***** Données de l'exercice

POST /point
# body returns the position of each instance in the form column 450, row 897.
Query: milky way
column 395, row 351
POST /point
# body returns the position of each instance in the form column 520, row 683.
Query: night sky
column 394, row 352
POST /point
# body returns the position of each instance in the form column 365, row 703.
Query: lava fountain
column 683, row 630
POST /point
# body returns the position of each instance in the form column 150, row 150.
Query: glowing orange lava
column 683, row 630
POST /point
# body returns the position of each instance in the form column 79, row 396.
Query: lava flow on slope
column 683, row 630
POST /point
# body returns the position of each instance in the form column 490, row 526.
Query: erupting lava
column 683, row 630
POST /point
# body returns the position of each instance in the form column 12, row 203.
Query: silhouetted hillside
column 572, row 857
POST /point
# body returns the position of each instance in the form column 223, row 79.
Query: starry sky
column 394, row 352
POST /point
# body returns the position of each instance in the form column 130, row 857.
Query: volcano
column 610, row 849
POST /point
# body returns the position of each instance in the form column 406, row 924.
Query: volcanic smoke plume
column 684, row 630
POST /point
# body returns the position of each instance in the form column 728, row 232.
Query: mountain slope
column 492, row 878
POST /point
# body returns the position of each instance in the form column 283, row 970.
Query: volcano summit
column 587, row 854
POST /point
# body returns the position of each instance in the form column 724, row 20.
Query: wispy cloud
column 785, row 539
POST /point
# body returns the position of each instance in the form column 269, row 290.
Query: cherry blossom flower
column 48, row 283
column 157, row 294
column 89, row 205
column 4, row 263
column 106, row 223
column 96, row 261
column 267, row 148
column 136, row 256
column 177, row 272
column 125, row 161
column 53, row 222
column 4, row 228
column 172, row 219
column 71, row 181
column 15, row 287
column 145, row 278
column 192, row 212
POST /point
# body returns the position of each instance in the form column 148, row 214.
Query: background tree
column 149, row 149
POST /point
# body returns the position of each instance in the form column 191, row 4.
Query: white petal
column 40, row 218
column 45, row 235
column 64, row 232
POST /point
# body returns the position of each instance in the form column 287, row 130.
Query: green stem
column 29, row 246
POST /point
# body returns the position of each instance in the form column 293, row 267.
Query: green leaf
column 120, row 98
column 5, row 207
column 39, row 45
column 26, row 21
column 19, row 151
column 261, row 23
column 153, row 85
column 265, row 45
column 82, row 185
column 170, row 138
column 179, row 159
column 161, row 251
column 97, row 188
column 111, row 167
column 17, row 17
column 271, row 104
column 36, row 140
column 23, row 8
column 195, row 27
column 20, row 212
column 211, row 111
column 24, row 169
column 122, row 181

**********

## Consigne
Recopiez la liste en commençant à sa première ligne et en terminant à la ligne qui contient « column 149, row 149 », incluse. Substituez partout « magma » à « lava » sans rien modifier d'autre.

## Réponse attendue
POST /point
# body returns the position of each instance in the form column 450, row 897.
Query: milky way
column 395, row 351
POST /point
# body returns the position of each instance in the form column 520, row 683.
Query: night sky
column 394, row 352
POST /point
# body returns the position of each instance in the form column 365, row 703.
Query: magma fountain
column 683, row 630
POST /point
# body returns the position of each instance in the form column 150, row 150.
Query: glowing orange magma
column 683, row 630
POST /point
# body returns the position of each instance in the form column 79, row 396.
Query: magma flow on slope
column 683, row 630
POST /point
# body returns the position of each instance in the form column 490, row 526.
Query: erupting magma
column 683, row 630
POST /point
# body returns the position of each instance in the form column 12, row 203.
Query: silhouetted hillside
column 572, row 857
POST /point
# body returns the position of each instance in the form column 223, row 79.
Query: starry sky
column 394, row 352
POST /point
# body returns the position of each instance in the form column 130, row 857.
Query: volcano
column 610, row 849
POST /point
# body returns the position of each instance in the form column 406, row 924.
Query: volcanic smoke plume
column 684, row 630
POST /point
# body returns the position of each instance in the form column 728, row 232.
Query: mountain slope
column 492, row 878
POST /point
# body returns the position of each instance in the form column 283, row 970.
Query: volcano summit
column 587, row 854
POST /point
# body returns the position of each instance in the form column 724, row 20.
Query: wispy cloud
column 785, row 539
POST /point
# body returns the position of each instance in the form column 269, row 290.
Query: cherry blossom flower
column 48, row 283
column 157, row 294
column 89, row 205
column 4, row 263
column 106, row 223
column 96, row 261
column 267, row 148
column 136, row 256
column 177, row 272
column 125, row 161
column 53, row 222
column 4, row 228
column 172, row 219
column 71, row 181
column 15, row 287
column 145, row 278
column 192, row 212
POST /point
# body returns the position of each instance in the form column 148, row 214.
Query: background tree
column 149, row 149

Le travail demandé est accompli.